---- Source excerpt

Over the past 10 years
Turkish loans have been the staple diet of many banks in the
Euroloan market. Regular refinancings, solid bank groups and
ambitious borrowing plans have helped make the sector one of the
permanent features of the market. However, the two financial crises
of November 2000 and February 2001 severely curtailed lending
activities and, as Colette Campbell
reports, confidence is only now returning.
What a difference a year makes. Just 12 months ago, Turkey was reeling from a double dose of financial crises. The World Bank and the IMF were standing in close attendance and monitoring developments, the political landscape was in a mess and the international loan market was well and truly shut.
But one year on, there are signs of not only recovery but real progress. The economy is growing, the country's politicians are popular at home and abroad, the sovereign has returned to the bond market and international lenders are beginning to recover their appetite for Turkish risk.
And despite the fact that margins and fees remain high compared to two years ago, the few deals that have emerged this year have been well supported in syndication which has resulted in increases of transaction size.
To some extent, such a low volume of deals in the first half was expected. Indeed, the Turkish loan market has had a difficult 18 months, battered by the two financial crises, the first hitting in November 2000 and the second arriving in February 2001 when the value of the lira plunged to almost absurdly weak levels.
arrangers of all Turkish
(Jan 1, 2000-May 8, 2002)
|Position||Bank||Amt $m||No m||Share %|
|3||Mitsubishi Tokyo Financial Group||614.94||28||5.85|
|4||Bank of New York||568.41||24||5.41|
|9||Natexis Banques Populaires||384.78||19||3.66|
|Total eligible issuance||17,561||87||100|
|Source: Dealogic Loanware|
Despite the improvements over the past year, the pain from the financial implosions continues to be felt by Turkish bank borrowers. Ironically, many of them are in much better shape than before the crises in terms of liquidity. But they are still faced with higher margins and fees than before the liquidity freeze in November 2000 as a result of lenders continuing to show caution.

--------
---- Extracted material

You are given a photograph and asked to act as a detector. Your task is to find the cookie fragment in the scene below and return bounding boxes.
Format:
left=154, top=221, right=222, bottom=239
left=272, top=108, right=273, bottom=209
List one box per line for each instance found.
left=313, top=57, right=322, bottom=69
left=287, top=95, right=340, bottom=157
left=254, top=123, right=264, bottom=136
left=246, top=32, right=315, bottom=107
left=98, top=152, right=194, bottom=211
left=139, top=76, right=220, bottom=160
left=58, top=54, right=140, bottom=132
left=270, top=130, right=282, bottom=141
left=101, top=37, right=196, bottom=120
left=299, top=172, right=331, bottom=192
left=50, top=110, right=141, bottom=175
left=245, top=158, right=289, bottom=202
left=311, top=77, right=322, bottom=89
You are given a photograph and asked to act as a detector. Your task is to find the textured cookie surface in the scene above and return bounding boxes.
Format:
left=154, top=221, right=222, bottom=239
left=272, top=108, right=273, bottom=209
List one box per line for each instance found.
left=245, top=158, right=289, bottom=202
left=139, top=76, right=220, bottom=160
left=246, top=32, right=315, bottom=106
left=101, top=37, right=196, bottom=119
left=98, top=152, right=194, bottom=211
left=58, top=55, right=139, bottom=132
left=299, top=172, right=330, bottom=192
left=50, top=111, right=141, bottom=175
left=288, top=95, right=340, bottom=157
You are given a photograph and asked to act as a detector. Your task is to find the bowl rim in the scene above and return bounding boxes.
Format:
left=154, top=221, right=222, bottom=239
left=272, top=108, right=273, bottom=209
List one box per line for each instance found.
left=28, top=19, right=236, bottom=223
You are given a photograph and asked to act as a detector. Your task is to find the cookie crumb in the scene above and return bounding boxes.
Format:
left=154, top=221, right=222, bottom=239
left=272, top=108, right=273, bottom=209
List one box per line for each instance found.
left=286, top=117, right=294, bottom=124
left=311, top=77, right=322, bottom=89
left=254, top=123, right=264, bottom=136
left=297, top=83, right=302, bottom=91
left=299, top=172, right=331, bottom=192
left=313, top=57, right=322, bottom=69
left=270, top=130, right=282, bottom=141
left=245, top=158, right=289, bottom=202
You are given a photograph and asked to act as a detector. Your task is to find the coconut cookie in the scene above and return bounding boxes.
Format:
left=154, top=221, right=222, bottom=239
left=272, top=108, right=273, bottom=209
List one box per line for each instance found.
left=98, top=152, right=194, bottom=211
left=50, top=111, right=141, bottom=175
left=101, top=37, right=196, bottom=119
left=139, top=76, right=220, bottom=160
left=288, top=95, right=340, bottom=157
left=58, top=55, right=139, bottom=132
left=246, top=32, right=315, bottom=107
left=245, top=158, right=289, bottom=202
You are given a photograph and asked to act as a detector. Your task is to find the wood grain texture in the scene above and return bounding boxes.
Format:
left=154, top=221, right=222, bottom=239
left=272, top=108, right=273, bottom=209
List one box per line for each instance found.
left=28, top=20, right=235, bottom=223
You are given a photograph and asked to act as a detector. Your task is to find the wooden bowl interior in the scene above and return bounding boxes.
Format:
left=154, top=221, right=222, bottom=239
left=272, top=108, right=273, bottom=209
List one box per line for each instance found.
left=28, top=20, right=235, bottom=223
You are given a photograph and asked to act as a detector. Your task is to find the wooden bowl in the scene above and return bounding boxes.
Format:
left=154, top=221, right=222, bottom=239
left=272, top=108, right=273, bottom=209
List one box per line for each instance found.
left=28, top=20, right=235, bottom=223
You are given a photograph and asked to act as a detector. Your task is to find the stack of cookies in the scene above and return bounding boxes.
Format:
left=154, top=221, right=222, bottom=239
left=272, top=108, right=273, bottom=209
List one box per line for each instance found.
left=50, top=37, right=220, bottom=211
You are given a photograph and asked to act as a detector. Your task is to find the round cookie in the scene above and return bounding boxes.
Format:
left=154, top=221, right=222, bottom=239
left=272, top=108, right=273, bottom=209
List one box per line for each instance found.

--------

## Given task 1:
In the article on Turkish loans, which two months and years saw the financial crises that hit the Turkish loan market?
## Given task 2:
From the article on Turkish loans, reproduce the passage that begins with the words "But one year" and ends with "of transaction size.".

## Expected output 1:
November 2000 and February 2001.

## Expected output 2:
But one year on, there are signs of not only recovery but real progress. The economy is growing, the country's politicians are popular at home and abroad, the sovereign has returned to the bond market and international lenders are beginning to recover their appetite for Turkish risk.
And despite the fact that margins and fees remain high compared to two years ago, the few deals that have emerged this year have been well supported in syndication which has resulted in increases of transaction size.